• TASK INPUT:
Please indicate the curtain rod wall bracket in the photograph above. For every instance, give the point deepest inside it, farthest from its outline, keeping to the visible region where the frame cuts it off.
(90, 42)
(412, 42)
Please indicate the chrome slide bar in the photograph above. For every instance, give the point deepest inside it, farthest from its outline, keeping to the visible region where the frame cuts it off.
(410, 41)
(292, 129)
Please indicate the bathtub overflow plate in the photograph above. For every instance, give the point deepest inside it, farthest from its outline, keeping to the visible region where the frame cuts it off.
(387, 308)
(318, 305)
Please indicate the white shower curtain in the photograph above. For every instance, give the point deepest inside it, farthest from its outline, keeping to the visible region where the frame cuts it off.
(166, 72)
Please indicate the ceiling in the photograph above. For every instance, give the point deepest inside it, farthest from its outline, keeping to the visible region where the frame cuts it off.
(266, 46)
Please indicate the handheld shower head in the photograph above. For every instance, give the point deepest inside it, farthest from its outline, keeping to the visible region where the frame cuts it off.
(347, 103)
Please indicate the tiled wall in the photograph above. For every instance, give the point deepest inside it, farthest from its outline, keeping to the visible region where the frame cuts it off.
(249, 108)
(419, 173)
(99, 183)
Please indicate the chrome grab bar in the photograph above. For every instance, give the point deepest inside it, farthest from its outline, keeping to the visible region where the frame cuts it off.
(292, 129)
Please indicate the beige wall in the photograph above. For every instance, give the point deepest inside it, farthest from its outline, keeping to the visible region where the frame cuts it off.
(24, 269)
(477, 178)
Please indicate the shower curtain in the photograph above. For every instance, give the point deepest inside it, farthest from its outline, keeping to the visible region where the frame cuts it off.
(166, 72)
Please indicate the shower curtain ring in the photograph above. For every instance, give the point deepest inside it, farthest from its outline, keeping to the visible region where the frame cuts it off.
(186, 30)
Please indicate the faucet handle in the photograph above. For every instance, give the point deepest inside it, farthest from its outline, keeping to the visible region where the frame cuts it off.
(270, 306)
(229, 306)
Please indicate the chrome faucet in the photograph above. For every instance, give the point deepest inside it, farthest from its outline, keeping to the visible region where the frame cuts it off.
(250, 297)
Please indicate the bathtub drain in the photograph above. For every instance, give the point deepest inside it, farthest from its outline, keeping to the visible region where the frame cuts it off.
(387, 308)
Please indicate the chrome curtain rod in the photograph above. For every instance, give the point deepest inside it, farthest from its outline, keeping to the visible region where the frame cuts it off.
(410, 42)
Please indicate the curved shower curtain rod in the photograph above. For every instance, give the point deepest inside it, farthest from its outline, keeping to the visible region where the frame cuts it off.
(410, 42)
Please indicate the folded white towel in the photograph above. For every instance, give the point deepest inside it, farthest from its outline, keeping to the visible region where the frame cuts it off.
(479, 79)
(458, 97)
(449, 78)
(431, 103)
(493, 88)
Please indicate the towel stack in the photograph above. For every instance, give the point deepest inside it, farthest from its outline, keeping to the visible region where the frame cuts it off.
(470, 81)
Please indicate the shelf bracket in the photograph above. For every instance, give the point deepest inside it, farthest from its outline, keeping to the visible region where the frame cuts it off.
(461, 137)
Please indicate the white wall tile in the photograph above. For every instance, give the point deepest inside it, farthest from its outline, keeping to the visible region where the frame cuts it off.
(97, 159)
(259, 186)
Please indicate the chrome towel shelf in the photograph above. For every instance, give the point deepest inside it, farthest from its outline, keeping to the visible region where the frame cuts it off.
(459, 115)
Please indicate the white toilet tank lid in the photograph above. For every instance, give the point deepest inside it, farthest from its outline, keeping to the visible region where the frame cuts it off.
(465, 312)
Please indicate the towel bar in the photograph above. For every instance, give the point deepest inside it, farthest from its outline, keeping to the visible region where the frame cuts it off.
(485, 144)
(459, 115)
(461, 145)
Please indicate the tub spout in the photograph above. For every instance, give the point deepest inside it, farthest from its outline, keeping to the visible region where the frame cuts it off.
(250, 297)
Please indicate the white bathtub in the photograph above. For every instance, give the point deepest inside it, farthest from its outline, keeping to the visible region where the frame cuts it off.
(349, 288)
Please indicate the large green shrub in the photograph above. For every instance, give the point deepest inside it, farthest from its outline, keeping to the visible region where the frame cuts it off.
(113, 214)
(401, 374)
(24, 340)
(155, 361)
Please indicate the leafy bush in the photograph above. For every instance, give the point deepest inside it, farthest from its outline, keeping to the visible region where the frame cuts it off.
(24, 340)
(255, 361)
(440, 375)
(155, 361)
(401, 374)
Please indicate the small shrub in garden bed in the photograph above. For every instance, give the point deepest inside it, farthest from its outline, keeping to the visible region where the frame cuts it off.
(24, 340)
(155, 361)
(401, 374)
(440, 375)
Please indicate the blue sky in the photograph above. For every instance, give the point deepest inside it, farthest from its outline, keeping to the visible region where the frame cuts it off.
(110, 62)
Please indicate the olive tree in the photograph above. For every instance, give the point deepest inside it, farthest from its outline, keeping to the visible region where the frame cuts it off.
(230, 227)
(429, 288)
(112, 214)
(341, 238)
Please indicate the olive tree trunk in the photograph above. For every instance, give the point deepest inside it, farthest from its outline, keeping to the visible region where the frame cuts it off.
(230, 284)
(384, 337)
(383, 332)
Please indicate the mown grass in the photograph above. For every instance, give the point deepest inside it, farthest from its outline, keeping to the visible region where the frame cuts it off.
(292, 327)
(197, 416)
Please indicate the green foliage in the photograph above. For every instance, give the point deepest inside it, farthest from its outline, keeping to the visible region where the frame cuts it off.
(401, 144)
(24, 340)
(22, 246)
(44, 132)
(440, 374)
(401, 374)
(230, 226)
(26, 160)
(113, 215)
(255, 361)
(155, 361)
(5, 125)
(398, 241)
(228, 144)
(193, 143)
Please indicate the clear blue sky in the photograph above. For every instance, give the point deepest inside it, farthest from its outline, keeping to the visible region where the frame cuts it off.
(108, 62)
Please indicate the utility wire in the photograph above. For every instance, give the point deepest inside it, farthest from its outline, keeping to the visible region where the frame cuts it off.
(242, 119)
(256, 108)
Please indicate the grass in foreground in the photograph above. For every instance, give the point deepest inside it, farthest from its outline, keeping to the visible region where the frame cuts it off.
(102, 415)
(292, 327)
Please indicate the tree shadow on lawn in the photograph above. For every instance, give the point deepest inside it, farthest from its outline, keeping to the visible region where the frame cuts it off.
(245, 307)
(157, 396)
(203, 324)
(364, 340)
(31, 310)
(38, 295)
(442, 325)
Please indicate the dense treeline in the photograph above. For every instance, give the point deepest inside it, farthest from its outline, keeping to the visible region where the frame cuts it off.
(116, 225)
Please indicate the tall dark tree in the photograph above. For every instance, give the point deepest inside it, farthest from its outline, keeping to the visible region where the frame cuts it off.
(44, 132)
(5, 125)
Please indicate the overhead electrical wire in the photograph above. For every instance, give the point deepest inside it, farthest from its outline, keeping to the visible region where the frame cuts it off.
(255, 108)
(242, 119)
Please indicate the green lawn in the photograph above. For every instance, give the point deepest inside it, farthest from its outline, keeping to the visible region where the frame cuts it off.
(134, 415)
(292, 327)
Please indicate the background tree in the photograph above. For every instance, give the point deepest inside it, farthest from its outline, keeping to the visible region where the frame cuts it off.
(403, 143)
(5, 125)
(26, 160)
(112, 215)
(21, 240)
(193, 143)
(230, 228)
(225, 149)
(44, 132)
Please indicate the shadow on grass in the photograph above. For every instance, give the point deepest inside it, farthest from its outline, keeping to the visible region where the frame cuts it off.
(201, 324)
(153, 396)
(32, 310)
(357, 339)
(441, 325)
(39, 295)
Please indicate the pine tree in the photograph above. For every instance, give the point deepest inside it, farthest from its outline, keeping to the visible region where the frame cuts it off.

• WHAT IS ASKED: Repeat the records above exactly.

• THE OUTPUT:
Please indicate the curtain rod wall bracket in the photograph above. For every instance, give the point deepest inside it, farthest from its outline, keeping to the visible region where the frame cuts it off.
(90, 42)
(412, 42)
Please indicate the chrome slide bar in the photograph above. For every instance, give the point deepest inside it, farthest from its outline, keeping to the visible region where the frame cuts it off.
(410, 41)
(292, 129)
Please indicate the bathtub overflow plate in the photograph above. For every instance, give the point deepest inside it, farthest from its outline, keeping to the visible region where the frame cuts it off.
(387, 308)
(318, 305)
Please indicate the white shower curtain in the photograph above. For every instance, give the point deepest inside it, farthest from its outline, keeping to the visible region where the frame cuts it off.
(166, 72)
Please indicate the ceiling in the photograph above. For every instance, give the point deepest inside it, farthest from its outline, keeping to the visible region where the frame cuts it off.
(266, 46)
Please indicate the handheld shower head in the photograph above. For every instance, give the point deepest inside it, farthest from its outline, keeping to the visible region where the frame cuts it off.
(347, 103)
Please indicate the tiled wall in the photograph above. For every instance, give the point deepest inside it, farthest from its outline, keeping to the visible region where the frame cuts it off.
(249, 108)
(419, 173)
(99, 183)
Please indicate the chrome grab bar in the photograph above. For every instance, give the point deepest inside it, farthest from its outline, keeping to the visible region where the frame cuts it off.
(292, 129)
Please indicate the beige wall in the photograph above. For every instance, give the point deepest inside it, farthest from its outline, keeping to the visible region where the frame cuts it off.
(24, 269)
(477, 178)
Please indicate the shower curtain in the photograph above. For every instance, give the point deepest inside it, farthest from its outline, keeping to the visible region where the frame cuts it off.
(166, 72)
Please indicate the shower curtain ring in the photograph above. For every instance, give the point deepest inside it, farthest from its outline, keeping to the visible region where the frame cuts it off.
(186, 30)
Please indicate the faucet handle in the photograph above. For every instance, give the point deepest inside it, farthest from its outline, keeping to the visible region where the frame cuts it off.
(270, 306)
(229, 306)
Please indicate the chrome faucet in the photograph above. For every instance, give the point deepest inside it, farthest from its outline, keeping to the visible region where the frame cuts it off.
(250, 297)
Please indicate the bathtub drain in the photograph above. For every instance, give the point deepest inside it, farthest from its outline, keeping to the visible region where the frame cuts it off.
(387, 308)
Please indicate the chrome curtain rod in the photograph above. For every instance, give the point deepest inside it, farthest from its outline, keeping to the visible region where the frame cuts it off.
(410, 42)
Please indicate the curved shower curtain rod in the photograph above. For every instance, give the point deepest inside it, farthest from its outline, keeping to the visible region where the frame cuts it off.
(410, 42)
Please indicate the folded white towel in the photograph above. For every instance, give the point deepest inside it, farthest from its outline, keeping to the visible region where the frame cuts it off.
(479, 79)
(458, 97)
(449, 78)
(431, 103)
(493, 88)
Please indicate the towel stack in the photograph above. For every instance, give the point deepest inside it, farthest from its outline, keeping to the visible region where the frame cuts it off.
(470, 81)
Please indicate the shelf bracket in the photograph above. For every instance, give the point deepest inside it, farthest from its outline, keeping to the visible region where the frame cuts it off.
(461, 137)
Please indicate the white wall tile in the photograph above. For every instance, give the point deepest inside it, farthest from its outline, keeping to the visible region where the frame cuts it off.
(97, 159)
(259, 186)
Please indicate the chrome towel shelf in the photograph above. For every instance, give the point deepest inside it, farthest from its outline, keeping to the visible region where the frame cuts it off.
(459, 115)
Please indicate the white toilet tank lid in the photograph above. For every instance, give the point deepest inside it, farthest from its outline, keeping to the visible region where the frame cuts it off.
(465, 312)
Please indicate the towel bar in the photograph above. For every instance, give the point deepest inside it, farthest from its outline, keeping to the visible region where the frame cuts it off.
(485, 144)
(459, 115)
(461, 145)
Please indicate the tub spout in the photograph above. For every instance, give the point deepest inside it, farthest from its outline, keeping to the visible region where the frame cuts it off.
(250, 297)
Please indicate the white bathtub in the photograph above. For every instance, give the point deepest inside it, farthest from its outline, keeping to the visible region where the frame cuts it off.
(349, 288)
Please indicate the large green shrub in the photograph above. For every instance, give the point deepest inside it, farthest from its outline, keeping to the visible region where the frame cuts it off.
(113, 214)
(401, 374)
(24, 340)
(155, 361)
Please indicate the leafy bush in the photograph above. For every instance, give the point deepest inside it, farthest from its outline, keeping to the visible region where the frame cuts it off.
(24, 340)
(255, 361)
(440, 375)
(155, 361)
(401, 374)
Please indicate the small shrub in garden bed in the photograph above. For every instance, give the point deepest inside it, farthest from its outline, keeping to the visible region where the frame cuts it off.
(24, 340)
(155, 361)
(401, 374)
(440, 375)
Please indicate the blue sky in the photograph above. For every instance, give the point deepest inside it, farthest from its outline, keeping to the visible region where the frame cuts it off.
(110, 62)
Please indicate the olive tree in the photograph above. For every instance, give the point deepest inside it, farthest from its outline, keeping to the visible region where the frame cuts it off.
(230, 227)
(429, 288)
(112, 214)
(341, 238)
Please indicate the olive tree trunk in the photograph above. For every instance, give the point deepest inside it, farthest from its outline, keeping to the visible region where the frame cuts it off.
(230, 284)
(384, 337)
(383, 332)
Please indicate the mown grass in the photograph above. For every instance, give the point deepest inside it, farthest from its outline, keeping to the visible region where the frame cuts it off.
(292, 327)
(197, 416)
Please indicate the green foliage in the photograph above. For every instance, give the point deepest inside it, farthest from its outline, keeping to the visible region where the frame cuts it off.
(401, 144)
(24, 340)
(22, 246)
(44, 132)
(440, 374)
(401, 374)
(230, 226)
(26, 160)
(113, 215)
(255, 361)
(155, 361)
(5, 125)
(398, 241)
(228, 144)
(193, 143)
Please indicate the clear blue sky in the photograph above. For every instance, give the point deepest inside it, farthest from its outline, keeping to the visible region where the frame cuts it off.
(108, 62)
Please indicate the utility wire in the photograph above. For every instance, give the point deepest inside it, farthest from its outline, keeping to the visible region where the frame cuts it off.
(242, 119)
(256, 108)
Please indicate the grass in foreground in the photograph above. For every instance, give the point deepest inside it, farthest from its outline, keeping to the visible region where the frame cuts it off.
(102, 415)
(292, 327)
Please indicate the tree shadow on lawn in the photograph above. For every instance, give the point deepest inside it, farthest from its outline, keeping to the visible region where the frame cuts it off.
(245, 307)
(157, 396)
(203, 324)
(364, 340)
(31, 310)
(38, 295)
(442, 325)
Please indicate the dense treeline in the photograph above. For every instance, give the point deepest inside it, farthest from its outline, keeping to the visible region where the frame cuts it off.
(116, 225)
Please indicate the tall dark tree in the photograph above. For every instance, give the point deepest inside it, farthest from its outline, keeping to the visible region where the frame cuts it off.
(44, 132)
(5, 125)
Please indicate the overhead electrical wire in the photograph above. For every instance, give the point deepest inside it, farthest from its outline, keeping to the visible region where the frame cuts it off.
(255, 108)
(242, 119)
Please indicate the green lawn in the photograph above. For every instance, give the point deepest inside it, farthest from its outline, keeping to the visible region where the frame cuts it off.
(134, 415)
(292, 327)
Please indicate the background tree in the photograph above. For every instance, give the point deepest inside it, farthest from its outline, keeping to the visible region where the frame cuts it off.
(403, 143)
(5, 125)
(26, 160)
(112, 215)
(21, 240)
(193, 143)
(230, 228)
(225, 149)
(44, 132)
Please indicate the shadow on grass in the photograph above. For every instance, give the point deepest inside it, farthest from its outline, keeping to the visible region where the frame cuts it off.
(201, 324)
(153, 396)
(32, 310)
(357, 339)
(441, 325)
(39, 295)
Please indicate the pine tree in the photograph above. For every instance, give the point deepest inside it, farthest from its outline, keeping to the visible region where the frame cuts it off.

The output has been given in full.